== Task directions ==
Could you reproduce every one of the records below word for word, changing nothing?

::::::::::

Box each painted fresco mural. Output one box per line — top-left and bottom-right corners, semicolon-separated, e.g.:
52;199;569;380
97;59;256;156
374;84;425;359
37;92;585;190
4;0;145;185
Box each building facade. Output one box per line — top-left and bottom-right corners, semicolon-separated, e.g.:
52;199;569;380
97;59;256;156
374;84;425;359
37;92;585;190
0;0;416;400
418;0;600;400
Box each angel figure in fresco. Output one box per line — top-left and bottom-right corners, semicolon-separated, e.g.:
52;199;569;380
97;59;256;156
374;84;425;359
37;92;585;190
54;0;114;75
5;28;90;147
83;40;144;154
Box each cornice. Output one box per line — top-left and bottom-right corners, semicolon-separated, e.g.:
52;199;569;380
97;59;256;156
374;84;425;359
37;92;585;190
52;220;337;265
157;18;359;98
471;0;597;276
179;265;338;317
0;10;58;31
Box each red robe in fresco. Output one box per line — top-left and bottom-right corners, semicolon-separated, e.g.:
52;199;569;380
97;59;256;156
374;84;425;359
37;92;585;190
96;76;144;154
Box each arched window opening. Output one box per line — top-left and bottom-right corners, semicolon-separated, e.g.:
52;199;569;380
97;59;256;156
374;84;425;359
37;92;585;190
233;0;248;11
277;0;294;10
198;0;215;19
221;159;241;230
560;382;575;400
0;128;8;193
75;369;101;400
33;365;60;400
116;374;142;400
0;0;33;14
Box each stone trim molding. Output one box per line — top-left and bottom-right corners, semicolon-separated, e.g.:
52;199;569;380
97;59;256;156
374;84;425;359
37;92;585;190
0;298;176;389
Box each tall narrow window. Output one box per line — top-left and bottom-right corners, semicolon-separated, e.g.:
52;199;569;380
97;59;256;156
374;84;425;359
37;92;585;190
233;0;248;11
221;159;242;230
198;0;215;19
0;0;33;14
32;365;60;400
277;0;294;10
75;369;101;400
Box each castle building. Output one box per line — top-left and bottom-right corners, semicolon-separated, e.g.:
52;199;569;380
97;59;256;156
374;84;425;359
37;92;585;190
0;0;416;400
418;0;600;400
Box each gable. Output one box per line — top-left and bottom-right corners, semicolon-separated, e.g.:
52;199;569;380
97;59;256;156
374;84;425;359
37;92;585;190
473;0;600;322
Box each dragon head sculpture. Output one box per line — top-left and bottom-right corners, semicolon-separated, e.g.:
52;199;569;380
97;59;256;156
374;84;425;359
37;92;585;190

::::::::::

== Finished answer ==
Box each painted fresco mural. Output one box per line — top-left and bottom-right corners, semicolon-separated, e.g.:
52;199;569;380
97;59;256;156
374;84;425;359
37;92;585;190
4;0;145;185
Box each building facade. Output one box per line — top-left and bottom-right corners, semicolon-separated, e.g.:
52;199;569;380
97;59;256;156
374;84;425;359
37;92;585;190
0;0;416;400
418;0;600;400
Box each angel figure in fresco. Output one box per line — top-left and bottom-right corners, semicolon-separated, e.g.:
52;199;569;380
97;59;256;156
374;84;425;359
37;92;585;190
54;0;114;75
5;28;90;147
83;40;144;154
Box each cornice. Output one box per line — top-left and bottom-right corners, semicolon-separated, e.g.:
52;199;569;380
97;59;256;156
374;84;425;359
37;92;585;190
52;220;337;265
157;18;359;98
471;0;597;276
179;265;338;317
0;10;58;31
Box each red robe in fresco. Output one box per line — top-left and bottom-right corners, semicolon-separated, e.g.:
52;199;569;380
97;59;256;156
374;84;425;359
37;92;585;190
96;76;144;154
Box each arched window opening. Output one box per line — top-left and bottom-right corners, semicolon-separated, e.g.:
52;199;569;380
97;59;256;156
374;84;425;359
37;92;585;190
233;0;248;11
277;0;294;10
198;0;215;19
221;159;241;230
560;382;575;400
0;128;8;193
75;369;101;400
33;365;60;400
116;374;142;400
0;0;33;14
Box each stone trim molding. Output one box per line — top-left and bottom-right corners, semicolon-separated, e.g.:
52;199;569;380
97;59;256;156
374;84;425;359
37;92;585;190
0;298;176;389
Box each tall narrow window. Output one box per line — top-left and bottom-right corners, semicolon-separated, e.g.:
52;199;569;380
97;59;256;156
374;84;425;359
37;92;585;190
233;0;248;11
221;159;242;230
198;0;215;19
0;0;33;14
32;365;60;400
277;0;294;10
75;369;101;400
Box each castle building. Output one box per line — top-left and bottom-right corners, semicolon-separated, e.g.:
52;199;569;380
97;59;256;156
374;84;425;359
37;92;585;190
0;0;416;400
418;0;600;400
Box each gable. Output one box per line — top-left and bottom-right corners, semicolon-separated, e.g.:
52;199;569;380
97;59;256;156
374;84;425;359
37;92;585;190
473;0;600;322
Box each dragon head sculpture. Output one box per line — top-left and bottom-right corners, semicolon-separated, e.g.:
52;199;569;380
97;59;256;156
374;84;425;359
37;92;585;190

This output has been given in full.